(SELECTED EXCERPT):

On Thu, 16 Oct 2003, Andreas Kahari wrote:
>
> In article <bmljkn$86h$(E-Mail Removed)>, Grumble wrote:
> > gc wrote:
> >>
> >> If I have double variables, d,u,v,w,x. Soes the standard ensure that
> >> while assigning a value to d as,
> >> d=(u+v)-(w+x);
> >> u+v will be added first then w+x and then they will be added together
> >> and that the compiler will not evaluate the above expression in
> >> anyother order.
> >>
> >> Just wondering, since addition of doubles is not associative.


The order of operations is not specified, except that (w+x) will be
subtracted from (u+v); the compiler can't decide to subtract w from
(u+v), and then subtract x from the result, *UNLESS* the answer would
be exactly the same (the "as if" rule) -- in which case who cares how
it was computed?

> > The subtraction will be carried out last, but AFAIK the additions
> > could be done in either order. If you want to force a specific
> > evaluation order, you could use an extra variable.

(GIVEN DATA):
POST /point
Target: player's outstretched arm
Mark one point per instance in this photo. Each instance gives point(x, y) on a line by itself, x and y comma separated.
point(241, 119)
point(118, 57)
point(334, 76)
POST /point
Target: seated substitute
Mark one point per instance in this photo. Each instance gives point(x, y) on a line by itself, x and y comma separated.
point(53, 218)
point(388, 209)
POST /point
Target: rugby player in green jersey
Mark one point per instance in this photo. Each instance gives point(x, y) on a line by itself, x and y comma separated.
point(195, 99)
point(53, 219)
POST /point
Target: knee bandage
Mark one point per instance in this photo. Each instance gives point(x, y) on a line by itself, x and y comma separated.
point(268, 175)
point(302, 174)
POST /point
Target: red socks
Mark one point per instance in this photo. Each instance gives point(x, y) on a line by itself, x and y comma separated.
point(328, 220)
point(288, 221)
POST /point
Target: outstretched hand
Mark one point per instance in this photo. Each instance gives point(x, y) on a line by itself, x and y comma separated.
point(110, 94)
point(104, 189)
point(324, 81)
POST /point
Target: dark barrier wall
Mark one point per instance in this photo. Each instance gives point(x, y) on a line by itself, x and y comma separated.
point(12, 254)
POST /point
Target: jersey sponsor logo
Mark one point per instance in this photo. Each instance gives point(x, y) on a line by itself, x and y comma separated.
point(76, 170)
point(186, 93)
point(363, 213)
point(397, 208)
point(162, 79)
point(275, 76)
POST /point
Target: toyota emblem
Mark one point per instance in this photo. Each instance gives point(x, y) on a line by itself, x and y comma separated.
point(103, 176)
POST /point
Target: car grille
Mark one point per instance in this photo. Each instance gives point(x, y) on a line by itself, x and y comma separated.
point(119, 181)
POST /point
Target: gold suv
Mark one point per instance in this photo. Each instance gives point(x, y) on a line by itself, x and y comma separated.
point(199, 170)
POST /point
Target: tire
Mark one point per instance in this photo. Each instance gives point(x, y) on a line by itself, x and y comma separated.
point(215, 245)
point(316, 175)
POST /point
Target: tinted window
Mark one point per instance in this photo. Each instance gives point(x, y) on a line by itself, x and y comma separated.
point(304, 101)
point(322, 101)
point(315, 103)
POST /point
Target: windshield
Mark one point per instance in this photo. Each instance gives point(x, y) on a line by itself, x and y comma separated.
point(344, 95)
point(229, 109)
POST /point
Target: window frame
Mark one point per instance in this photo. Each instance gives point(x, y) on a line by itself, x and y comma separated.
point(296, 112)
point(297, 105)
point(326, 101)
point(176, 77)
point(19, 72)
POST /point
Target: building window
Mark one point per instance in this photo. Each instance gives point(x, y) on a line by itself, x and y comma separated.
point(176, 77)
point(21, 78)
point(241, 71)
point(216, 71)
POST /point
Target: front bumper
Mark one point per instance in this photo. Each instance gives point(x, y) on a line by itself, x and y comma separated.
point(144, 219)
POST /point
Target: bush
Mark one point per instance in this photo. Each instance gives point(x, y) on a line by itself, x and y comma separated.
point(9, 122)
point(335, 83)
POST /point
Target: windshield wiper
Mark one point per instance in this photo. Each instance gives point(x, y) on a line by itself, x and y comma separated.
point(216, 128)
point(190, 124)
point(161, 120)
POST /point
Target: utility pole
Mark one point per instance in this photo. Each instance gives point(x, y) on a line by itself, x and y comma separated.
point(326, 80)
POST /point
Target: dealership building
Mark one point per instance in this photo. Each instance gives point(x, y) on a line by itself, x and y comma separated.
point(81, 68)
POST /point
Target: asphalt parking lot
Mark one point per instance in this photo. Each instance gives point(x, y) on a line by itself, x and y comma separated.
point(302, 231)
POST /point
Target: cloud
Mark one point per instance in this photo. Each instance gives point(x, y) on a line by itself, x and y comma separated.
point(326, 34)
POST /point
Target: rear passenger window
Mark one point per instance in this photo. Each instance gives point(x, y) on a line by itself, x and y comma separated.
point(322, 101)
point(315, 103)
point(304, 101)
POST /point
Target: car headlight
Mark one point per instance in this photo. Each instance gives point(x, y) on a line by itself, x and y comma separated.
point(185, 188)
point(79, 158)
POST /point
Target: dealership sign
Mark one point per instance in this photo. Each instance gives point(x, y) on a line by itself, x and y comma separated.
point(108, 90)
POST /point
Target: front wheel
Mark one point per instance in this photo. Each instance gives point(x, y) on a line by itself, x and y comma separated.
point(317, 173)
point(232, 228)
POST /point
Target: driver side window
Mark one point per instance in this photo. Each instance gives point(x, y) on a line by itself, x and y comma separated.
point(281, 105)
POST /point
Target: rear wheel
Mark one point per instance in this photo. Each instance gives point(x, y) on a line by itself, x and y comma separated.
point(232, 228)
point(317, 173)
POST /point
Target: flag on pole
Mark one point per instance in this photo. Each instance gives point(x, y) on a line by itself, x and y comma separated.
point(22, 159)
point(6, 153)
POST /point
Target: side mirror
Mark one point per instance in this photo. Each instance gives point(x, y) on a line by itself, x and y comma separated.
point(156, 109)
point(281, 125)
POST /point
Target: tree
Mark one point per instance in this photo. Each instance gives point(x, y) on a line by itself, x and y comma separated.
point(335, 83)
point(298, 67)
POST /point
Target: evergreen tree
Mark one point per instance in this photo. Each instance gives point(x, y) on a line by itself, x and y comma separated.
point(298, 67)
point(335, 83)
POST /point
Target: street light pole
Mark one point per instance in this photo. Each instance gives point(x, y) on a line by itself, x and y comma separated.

(DIRECTION 1): Reproduce everything in the thread on C evaluation order from "On Thu, 16 Oct" down to "is not associative.".
(DIRECTION 2): Convert everything in the records from their first line down to and including the line containing "point(12, 254)" into a JSON list of strings, one string per line, omitting blank lines.

(TASK SOLUTION 1):
On Thu, 16 Oct 2003, Andreas Kahari wrote:
>
> In article <bmljkn$86h$(E-Mail Removed)>, Grumble wrote:
> > gc wrote:
> >>
> >> If I have double variables, d,u,v,w,x. Soes the standard ensure that
> >> while assigning a value to d as,
> >> d=(u+v)-(w+x);
> >> u+v will be added first then w+x and then they will be added together
> >> and that the compiler will not evaluate the above expression in
> >> anyother order.
> >>
> >> Just wondering, since addition of doubles is not associative.

(TASK SOLUTION 2):
[
  "POST /point",
  "Target: player's outstretched arm",
  "Mark one point per instance in this photo. Each instance gives point(x, y) on a line by itself, x and y comma separated.",
  "point(241, 119)",
  "point(118, 57)",
  "point(334, 76)",
  "POST /point",
  "Target: seated substitute",
  "Mark one point per instance in this photo. Each instance gives point(x, y) on a line by itself, x and y comma separated.",
  "point(53, 218)",
  "point(388, 209)",
  "POST /point",
  "Target: rugby player in green jersey",
  "Mark one point per instance in this photo. Each instance gives point(x, y) on a line by itself, x and y comma separated.",
  "point(195, 99)",
  "point(53, 219)",
  "POST /point",
  "Target: knee bandage",
  "Mark one point per instance in this photo. Each instance gives point(x, y) on a line by itself, x and y comma separated.",
  "point(268, 175)",
  "point(302, 174)",
  "POST /point",
  "Target: red socks",
  "Mark one point per instance in this photo. Each instance gives point(x, y) on a line by itself, x and y comma separated.",
  "point(328, 220)",
  "point(288, 221)",
  "POST /point",
  "Target: outstretched hand",
  "Mark one point per instance in this photo. Each instance gives point(x, y) on a line by itself, x and y comma separated.",
  "point(110, 94)",
  "point(104, 189)",
  "point(324, 81)",
  "POST /point",
  "Target: dark barrier wall",
  "Mark one point per instance in this photo. Each instance gives point(x, y) on a line by itself, x and y comma separated.",
  "point(12, 254)"
]